::: Text :::

The main themes from the slow movements of these works will serve as intermediary stages in the discussion of melodic complexity and aesthetic affect. In both, clearly separated phrases develop subtle motivic variations that create relatively simple conflicts between high and low levels. Melodic dissonance in the slow movement of the Piano Concerto creates a richness and complexity greater than that found in the slow movement of the Violin Concerto. In the most complex melody to be discussed in this study, that of the first movement of the Violin Concerto, all structural hierarchies engage in an elaborate intra- and inter-level dialogue, interlocking with one another to seam an exquisite eleven-bar phrase.

Piano Concerto, First Movement, measures 19 -27.

Over the course of this melody, hierarchical levels diminish in number and complexity (Example 1). The initial angular leaps, contramodal dissonances on stressed beats, and the unusual syncopation of the structural tones create intense excitement in the first four bars (mm. 19-22). The second part of the melody (mm. 23-24) is calmer because the melodic structures are simpler. Measures 25-27, the third section of the melody, are nearly "flat" (i.e. they have very few transformational tones and create only two levels).

The main motive (a descending arpeggio) fights the meter with syncopation, thus shifting the transformational tones to weak beats (Example 2). Note the fortissimo entrance of the violins off the beat in measure 19, the metrically enveloping process [P]5, the sudden reversal [R] on the downbeat of measure 22 (see middle level), and the resolutions of the dyads [7] off the beat in measures 20 and 22 (see again Example 1).




                         Example 1: Piano Concerto, first Movement, measures 19-28, Piu mosso, q = 96.

"Plano Concerto" by Samuel Barber copyright 1962 (Renewed) by G. Schirmer, Inc.

Example 2: Middle-level analysis

This phrase syncopates on a lower rhythmic level as well. Note the [bl a b2 a] that groups the falling arpeggios into three eighths. This conflict between motive and meter and the ensuing deformation of the congruence between structural tones and meter are aesthetically pleasing for their unpredictability and freshness. The motive/meter conflict continues through measures 21 and 22, disappears in the second part of the melody mm. 23-24), then reappears briefly in the third and final part (mm. 25-27). In this respect, and in many others to be discussed below, the three parts are dissimilar.

This comparison illustrates the compositional plan of the theme: the gradual abatement of complexity. Both low and high level structures and registral differentiation underscore the disparity between the three parts of this melody. Note that the first part consists of a four-bar phrase (or two two-bar subphrases connected by an underlapping a1b a1 ..., the second part is a two-bar phrase united by an upper-level process [P]; the final part contains three short one-bar phrases unconnected on the high level. Thus the phrases grow progressively shorter and more independent.

::: Rows :::

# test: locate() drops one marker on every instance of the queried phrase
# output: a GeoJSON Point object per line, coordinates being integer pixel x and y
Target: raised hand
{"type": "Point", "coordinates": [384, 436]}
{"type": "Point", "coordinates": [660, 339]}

:::

- _Task requirements_
(a) Sum up the music analysis in two sentences.
(b) Answer these questions from the music analysis:
(i) Which melody is called the most complex one to be discussed in the study?
(ii) What is the main motive of the Piano Concerto melody?
(iii) How many one-bar phrases does the final part of that melody contain?
(c) Rewrite the music analysis from "The main themes" to "exquisite eleven-bar phrase.", changing "Violin Concerto" to "Cello Concerto".
The records have nothing to do with the music analysis.

- _Final answers_
(a) The first-movement melody of the Piano Concerto (mm. 19-27) falls into three parts whose hierarchical levels diminish in number and complexity, moving from an intensely exciting opening of angular leaps, dissonances on stressed beats and syncopation to a nearly "flat" close. Its main motive, a descending arpeggio, fights the meter, and the phrases grow progressively shorter and more independent.

(b)
(i) The melody of the first movement of the Violin Concerto.
(ii) A descending arpeggio.
(iii) Three.

(c)
The main themes from the slow movements of these works will serve as intermediary stages in the discussion of melodic complexity and aesthetic affect. In both, clearly separated phrases develop subtle motivic variations that create relatively simple conflicts between high and low levels. Melodic dissonance in the slow movement of the Piano Concerto creates a richness and complexity greater than that found in the slow movement of the Cello Concerto. In the most complex melody to be discussed in this study, that of the first movement of the Cello Concerto, all structural hierarchies engage in an elaborate intra- and inter-level dialogue, interlocking with one another to seam an exquisite eleven-bar phrase.